Task brief
Please identify every line below that contains the word "blue" and copy each one. Case counts.

<<<<

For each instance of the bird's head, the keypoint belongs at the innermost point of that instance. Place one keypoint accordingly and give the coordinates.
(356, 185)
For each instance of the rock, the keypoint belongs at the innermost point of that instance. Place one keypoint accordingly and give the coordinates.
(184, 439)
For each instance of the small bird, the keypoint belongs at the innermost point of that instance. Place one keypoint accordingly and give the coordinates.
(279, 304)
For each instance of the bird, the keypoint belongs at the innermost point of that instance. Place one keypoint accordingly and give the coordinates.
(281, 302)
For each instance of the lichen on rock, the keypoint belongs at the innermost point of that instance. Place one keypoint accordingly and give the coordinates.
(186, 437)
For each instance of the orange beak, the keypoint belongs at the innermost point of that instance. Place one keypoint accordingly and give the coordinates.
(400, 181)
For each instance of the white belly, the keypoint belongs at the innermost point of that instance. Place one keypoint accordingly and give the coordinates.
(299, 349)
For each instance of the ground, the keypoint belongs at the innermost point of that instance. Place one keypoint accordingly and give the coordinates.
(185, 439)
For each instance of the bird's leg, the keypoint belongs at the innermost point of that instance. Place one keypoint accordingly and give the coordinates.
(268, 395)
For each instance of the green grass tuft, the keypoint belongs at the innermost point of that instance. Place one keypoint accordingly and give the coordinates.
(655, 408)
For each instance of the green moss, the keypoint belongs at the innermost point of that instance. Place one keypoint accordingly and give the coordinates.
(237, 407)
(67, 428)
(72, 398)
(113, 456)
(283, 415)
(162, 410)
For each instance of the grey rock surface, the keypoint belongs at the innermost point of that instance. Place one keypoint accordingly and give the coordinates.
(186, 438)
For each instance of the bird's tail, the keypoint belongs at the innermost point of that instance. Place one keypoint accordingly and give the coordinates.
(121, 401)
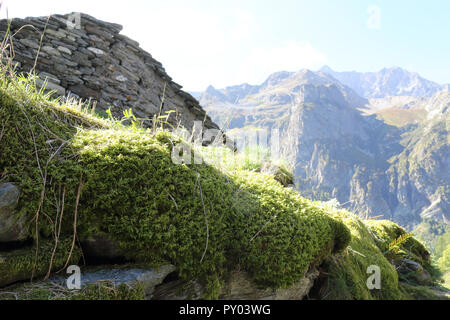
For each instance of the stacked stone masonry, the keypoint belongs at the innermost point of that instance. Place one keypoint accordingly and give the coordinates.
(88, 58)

>>>>
<<<<

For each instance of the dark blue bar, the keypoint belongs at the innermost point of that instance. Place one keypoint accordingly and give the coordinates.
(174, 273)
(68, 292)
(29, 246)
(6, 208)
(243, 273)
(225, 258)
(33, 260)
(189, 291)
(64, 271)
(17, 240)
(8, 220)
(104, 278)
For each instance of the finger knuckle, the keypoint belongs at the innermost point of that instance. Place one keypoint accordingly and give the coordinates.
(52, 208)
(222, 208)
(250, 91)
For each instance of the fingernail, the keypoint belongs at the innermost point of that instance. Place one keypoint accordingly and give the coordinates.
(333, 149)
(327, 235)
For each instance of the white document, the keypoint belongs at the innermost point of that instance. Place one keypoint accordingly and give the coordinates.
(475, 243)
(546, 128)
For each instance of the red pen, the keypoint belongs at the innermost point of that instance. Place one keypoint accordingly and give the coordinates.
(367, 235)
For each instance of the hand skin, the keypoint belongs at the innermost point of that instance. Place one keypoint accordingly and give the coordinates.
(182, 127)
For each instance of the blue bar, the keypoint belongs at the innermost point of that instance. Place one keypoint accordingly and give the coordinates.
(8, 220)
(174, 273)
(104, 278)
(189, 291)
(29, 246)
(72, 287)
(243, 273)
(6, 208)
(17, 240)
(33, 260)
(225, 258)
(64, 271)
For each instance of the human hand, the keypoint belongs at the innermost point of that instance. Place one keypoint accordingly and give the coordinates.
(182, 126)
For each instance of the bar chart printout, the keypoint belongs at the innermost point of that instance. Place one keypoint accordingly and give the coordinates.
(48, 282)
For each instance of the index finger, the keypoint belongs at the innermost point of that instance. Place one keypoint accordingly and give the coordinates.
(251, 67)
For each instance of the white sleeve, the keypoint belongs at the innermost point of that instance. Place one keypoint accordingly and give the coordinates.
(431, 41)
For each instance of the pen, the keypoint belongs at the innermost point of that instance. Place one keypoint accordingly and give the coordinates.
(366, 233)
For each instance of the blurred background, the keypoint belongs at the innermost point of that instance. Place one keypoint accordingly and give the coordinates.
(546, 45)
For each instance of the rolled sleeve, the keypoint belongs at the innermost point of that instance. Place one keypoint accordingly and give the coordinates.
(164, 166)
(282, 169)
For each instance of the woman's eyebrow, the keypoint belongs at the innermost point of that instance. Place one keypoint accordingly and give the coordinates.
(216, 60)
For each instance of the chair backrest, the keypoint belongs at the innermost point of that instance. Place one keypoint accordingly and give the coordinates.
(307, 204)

>>>>
<<<<

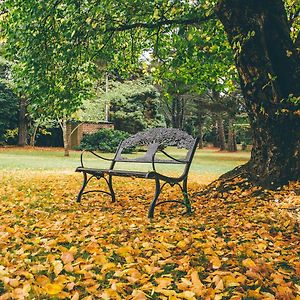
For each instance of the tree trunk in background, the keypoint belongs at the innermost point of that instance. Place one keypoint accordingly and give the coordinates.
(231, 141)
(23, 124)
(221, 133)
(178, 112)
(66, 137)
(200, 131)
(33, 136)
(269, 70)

>>>>

Response to this task
For each instance of the dark blue bar, the keypoint belongs at the innermost point of that instance. Place one keypoint accordingly and give the coordinates.
For each instance of the blue bar, the keypoint belongs at the innermost point of that instance. Place one keypoint accordingly and give the coordinates.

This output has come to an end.